### BRONTEKST
Dat Contek Serooskerke een beroep doet op de exoneratie is ook niet onaanvaardbaar naar maatstaven van redelijkheid en billijkheid. De vergoeding van de opdracht voor funderingsadviezen voor Contek Serooskerke is gering, met name gezien in relatie met de grote schade die hier potentieel uit voort kan komen. Onder die omstandigheden is het niet onredelijk dat Contek Serooskerke haar aansprakelijkheid in deze beperkt. Bovendien is door Van der Straaten niet weersproken dat een dergelijke beperking van de aansprakelijkheid heel gebruikelijk is in de bouwbranche en dat Van der Straaten een vergelijkbare beperking in haar voorwaarden heeft opgenomen.
4.38.
######
### AANGELEVERDE GEGEVENS
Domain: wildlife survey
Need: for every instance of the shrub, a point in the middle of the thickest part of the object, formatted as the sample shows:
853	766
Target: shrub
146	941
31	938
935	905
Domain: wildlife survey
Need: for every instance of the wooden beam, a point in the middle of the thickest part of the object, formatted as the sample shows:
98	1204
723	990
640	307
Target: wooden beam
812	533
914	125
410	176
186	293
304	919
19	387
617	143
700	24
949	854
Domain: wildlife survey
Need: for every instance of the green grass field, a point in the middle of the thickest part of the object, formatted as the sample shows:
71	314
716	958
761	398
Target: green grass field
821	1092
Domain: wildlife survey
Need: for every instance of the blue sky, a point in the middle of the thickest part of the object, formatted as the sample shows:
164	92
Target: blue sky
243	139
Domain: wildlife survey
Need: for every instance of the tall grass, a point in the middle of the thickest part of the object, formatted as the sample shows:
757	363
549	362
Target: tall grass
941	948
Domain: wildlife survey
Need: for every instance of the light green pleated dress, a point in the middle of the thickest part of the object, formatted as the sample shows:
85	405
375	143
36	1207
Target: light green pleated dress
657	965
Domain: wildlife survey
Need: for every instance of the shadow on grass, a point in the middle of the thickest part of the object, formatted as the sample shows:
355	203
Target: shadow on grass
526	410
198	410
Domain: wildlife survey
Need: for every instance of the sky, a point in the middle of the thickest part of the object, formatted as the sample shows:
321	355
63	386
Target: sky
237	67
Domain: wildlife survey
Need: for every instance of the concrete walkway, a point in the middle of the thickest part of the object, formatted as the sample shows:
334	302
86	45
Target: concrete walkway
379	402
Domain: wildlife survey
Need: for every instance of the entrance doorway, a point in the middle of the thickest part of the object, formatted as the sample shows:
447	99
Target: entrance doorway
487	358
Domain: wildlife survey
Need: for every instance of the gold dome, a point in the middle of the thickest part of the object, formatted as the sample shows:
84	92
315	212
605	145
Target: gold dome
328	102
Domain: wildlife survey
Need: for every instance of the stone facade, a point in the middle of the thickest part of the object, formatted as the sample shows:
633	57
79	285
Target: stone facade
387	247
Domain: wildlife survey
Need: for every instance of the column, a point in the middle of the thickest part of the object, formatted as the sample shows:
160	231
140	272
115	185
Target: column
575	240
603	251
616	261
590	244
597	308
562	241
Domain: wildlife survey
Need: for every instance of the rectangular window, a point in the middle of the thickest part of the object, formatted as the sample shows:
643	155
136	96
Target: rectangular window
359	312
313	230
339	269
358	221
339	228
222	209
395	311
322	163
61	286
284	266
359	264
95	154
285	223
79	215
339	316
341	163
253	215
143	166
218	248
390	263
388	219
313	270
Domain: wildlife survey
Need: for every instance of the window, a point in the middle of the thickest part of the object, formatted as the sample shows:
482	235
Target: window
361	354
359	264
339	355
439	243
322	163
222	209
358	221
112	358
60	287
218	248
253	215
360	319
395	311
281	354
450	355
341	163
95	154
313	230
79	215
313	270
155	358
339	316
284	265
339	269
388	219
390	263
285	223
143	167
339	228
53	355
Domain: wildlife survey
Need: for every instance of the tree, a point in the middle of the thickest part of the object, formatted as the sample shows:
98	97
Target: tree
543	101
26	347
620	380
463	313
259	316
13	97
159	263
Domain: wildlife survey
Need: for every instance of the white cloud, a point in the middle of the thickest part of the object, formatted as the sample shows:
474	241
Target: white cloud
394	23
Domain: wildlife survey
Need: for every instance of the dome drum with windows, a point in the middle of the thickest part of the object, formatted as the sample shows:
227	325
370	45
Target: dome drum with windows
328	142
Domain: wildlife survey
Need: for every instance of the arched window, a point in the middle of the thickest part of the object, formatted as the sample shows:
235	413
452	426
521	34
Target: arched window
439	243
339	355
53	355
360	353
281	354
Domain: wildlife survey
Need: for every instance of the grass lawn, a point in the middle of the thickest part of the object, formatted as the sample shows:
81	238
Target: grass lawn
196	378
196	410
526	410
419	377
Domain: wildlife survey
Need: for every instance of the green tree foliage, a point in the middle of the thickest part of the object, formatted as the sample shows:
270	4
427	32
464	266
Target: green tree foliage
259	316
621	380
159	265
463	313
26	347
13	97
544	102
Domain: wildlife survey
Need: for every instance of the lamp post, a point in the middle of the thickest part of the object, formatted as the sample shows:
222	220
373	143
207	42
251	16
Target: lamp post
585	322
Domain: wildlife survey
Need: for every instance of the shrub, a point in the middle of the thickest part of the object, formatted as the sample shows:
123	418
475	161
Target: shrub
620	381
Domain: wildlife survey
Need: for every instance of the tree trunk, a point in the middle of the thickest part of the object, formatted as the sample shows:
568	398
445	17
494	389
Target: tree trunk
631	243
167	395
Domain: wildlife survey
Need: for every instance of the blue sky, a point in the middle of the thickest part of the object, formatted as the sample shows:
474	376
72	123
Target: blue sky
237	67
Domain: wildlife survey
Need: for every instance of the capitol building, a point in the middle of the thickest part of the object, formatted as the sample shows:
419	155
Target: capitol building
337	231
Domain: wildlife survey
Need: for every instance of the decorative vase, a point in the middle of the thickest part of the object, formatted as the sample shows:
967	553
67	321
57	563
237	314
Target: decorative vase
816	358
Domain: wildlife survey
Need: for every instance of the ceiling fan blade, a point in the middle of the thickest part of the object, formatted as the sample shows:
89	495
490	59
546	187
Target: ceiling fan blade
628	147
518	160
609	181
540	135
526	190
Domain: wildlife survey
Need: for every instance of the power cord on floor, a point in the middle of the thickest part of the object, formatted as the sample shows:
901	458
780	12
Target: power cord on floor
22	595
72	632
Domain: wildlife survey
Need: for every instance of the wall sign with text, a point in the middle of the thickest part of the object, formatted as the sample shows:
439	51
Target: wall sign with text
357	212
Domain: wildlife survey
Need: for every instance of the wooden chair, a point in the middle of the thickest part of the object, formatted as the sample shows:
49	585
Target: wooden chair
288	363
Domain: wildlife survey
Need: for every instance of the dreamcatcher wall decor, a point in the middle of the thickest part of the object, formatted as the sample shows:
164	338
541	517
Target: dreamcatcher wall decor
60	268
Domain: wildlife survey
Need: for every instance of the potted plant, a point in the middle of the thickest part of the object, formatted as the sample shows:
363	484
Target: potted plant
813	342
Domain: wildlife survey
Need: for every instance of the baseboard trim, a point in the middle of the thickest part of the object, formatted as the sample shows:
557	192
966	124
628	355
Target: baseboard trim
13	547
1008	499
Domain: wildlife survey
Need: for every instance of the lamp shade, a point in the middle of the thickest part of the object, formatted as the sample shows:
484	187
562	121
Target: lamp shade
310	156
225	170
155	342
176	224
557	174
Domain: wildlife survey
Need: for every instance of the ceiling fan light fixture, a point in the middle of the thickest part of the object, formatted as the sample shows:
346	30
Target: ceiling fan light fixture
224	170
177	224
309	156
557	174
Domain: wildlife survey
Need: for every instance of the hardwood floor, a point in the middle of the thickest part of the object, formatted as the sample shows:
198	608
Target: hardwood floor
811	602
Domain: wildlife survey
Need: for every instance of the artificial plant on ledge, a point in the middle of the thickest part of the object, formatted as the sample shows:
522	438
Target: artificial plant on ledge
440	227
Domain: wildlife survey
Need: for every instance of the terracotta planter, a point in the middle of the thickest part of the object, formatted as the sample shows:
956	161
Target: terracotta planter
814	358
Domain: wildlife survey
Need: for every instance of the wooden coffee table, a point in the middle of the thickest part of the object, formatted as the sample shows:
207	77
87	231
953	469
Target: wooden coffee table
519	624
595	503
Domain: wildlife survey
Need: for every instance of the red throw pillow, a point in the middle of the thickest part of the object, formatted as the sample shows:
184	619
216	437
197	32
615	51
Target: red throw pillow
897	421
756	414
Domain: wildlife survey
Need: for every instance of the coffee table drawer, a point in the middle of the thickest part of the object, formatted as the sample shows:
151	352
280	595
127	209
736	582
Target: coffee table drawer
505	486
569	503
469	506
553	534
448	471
######
* [OPDRACHT A]
Beantwoord aan de hand van de brontekst over de aansprakelijkheidsbeperking van Contek Serooskerke de volgende vragen:
(i) Waarvoor kreeg Contek Serooskerke een opdracht?
(ii) Hoe wordt de vergoeding voor die opdracht omschreven?
(iii) Welke twee punten heeft Van der Straaten niet weersproken?
* [OPDRACHT B] Ga verder met de brontekst over de aansprakelijkheidsbeperking van Contek Serooskerke, vanaf het punt waar die ophoudt.
Deze gegevens komen uit een andere bron dan de brontekst.

* [ANTWOORD A]
(i) Voor funderingsadviezen.
(ii) Als gering.
(iii) Dat een dergelijke beperking van de aansprakelijkheid heel gebruikelijk is in de bouwbranche, en dat Van der Straaten een vergelijkbare beperking in haar voorwaarden heeft opgenomen.

* [ANTWOORD B]
Samenvattend geldt dat Contek Serooskerke een beroep kan doen op de beperking van de aansprakelijkheid volgens de DNR. Als onweersproken staat vast dat de beperking
eenmaalde advieskosten betreft, aldus tot € 475,-. Deze beslissing kan aanleiding zijn voor partijen om dit geschil alsnog minnelijk op te lossen. De rechtbank geeft partijen in overweging om hiertoe met elkaar in overleg te treden.
4.39.
In afwachting van het verdere verloop van de procedure zal iedere verdere beslissing worden aangehouden.
in de hoofdzaak in reconventie, de vrijwaring en de ondervrijwaring
benoeming deskundige
4.40.
De rechtbank heeft in zowel de hoofdzaak, de vrijwaring als in de ondervrijwaring overwogen behoefte te hebben aan voorlichting door een deskundige. Uit het oogpunt van proceseconomie en omdat de feiten en de vragen in de verschillende procedures grotendeels gelijk zijn acht de rechtbank het wenselijk dat dezelfde deskundige(n) wordt/worden benoemd in de drie verschillende procedures.
4.41.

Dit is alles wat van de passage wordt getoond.